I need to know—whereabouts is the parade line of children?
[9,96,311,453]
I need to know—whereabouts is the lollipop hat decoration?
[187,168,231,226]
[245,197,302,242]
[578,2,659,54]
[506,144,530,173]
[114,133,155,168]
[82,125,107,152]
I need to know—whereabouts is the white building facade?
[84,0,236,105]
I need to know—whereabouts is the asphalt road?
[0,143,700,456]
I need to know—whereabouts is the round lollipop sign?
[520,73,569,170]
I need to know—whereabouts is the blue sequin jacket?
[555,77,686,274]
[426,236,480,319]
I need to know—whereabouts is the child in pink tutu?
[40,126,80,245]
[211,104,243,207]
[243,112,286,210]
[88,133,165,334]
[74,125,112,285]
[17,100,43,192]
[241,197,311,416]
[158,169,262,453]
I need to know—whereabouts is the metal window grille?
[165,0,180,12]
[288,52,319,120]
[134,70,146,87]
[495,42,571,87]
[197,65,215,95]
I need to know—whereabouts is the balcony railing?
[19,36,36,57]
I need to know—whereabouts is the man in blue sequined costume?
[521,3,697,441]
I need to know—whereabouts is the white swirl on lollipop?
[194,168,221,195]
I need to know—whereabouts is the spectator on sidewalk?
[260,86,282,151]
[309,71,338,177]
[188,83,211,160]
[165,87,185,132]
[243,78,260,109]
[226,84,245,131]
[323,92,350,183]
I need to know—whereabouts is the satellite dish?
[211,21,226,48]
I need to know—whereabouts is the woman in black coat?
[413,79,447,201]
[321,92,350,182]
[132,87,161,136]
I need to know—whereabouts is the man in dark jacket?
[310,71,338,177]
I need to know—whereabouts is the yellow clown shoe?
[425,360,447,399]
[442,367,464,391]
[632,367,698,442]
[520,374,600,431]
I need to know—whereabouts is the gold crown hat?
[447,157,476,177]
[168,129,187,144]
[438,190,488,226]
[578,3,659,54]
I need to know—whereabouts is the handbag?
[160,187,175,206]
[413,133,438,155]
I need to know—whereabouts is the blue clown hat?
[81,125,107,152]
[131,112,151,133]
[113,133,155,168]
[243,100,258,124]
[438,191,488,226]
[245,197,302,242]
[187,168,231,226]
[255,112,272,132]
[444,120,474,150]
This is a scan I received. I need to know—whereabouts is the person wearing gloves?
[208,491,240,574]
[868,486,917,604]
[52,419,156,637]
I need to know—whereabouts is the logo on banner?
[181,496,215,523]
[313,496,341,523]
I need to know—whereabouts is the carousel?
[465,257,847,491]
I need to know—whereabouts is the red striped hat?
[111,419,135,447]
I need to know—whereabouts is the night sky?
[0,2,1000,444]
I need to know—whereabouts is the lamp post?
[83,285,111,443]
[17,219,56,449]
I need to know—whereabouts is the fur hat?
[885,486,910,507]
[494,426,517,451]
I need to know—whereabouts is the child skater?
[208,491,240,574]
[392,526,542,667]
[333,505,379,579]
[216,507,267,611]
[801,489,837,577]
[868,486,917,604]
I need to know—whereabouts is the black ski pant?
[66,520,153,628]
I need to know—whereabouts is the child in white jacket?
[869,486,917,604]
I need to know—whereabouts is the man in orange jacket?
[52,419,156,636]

__________

● EXERCICE
Recopiez les lignes, de celle qui contient « I need to know—whereabouts is the lollipop » à celle qui contient « [19,36,36,57] », les deux incluses, sans omettre les demandes. Multipliez par 1,9 chaque coordonnée des cadres donnés en réponse et arrondissez à l'entier, les demis vers le haut.

● RÉSULTAT FINAL
I need to know—whereabouts is the lollipop hat decoration?
[355,319,439,429]
[466,374,574,460]
[1098,4,1252,103]
[961,274,1007,329]
[217,253,295,319]
[156,238,203,289]
I need to know—whereabouts is the white building facade?
[160,0,448,200]
I need to know—whereabouts is the asphalt road?
[0,272,1330,866]
I need to know—whereabouts is the round lollipop sign?
[988,139,1081,323]
I need to know—whereabouts is the blue sequin jacket?
[1055,146,1303,521]
[809,448,912,606]
I need to know—whereabouts is the child in pink tutu?
[76,239,152,466]
[401,198,462,393]
[462,213,543,399]
[167,253,314,635]
[141,238,213,542]
[32,190,82,365]
[458,374,591,790]
[300,321,498,861]
I need to know—whereabouts is the metal window grille?
[314,0,342,23]
[547,99,606,228]
[255,133,277,165]
[941,80,1085,165]
[374,124,409,181]
I need to know—whereabouts is the balcony railing?
[36,68,68,108]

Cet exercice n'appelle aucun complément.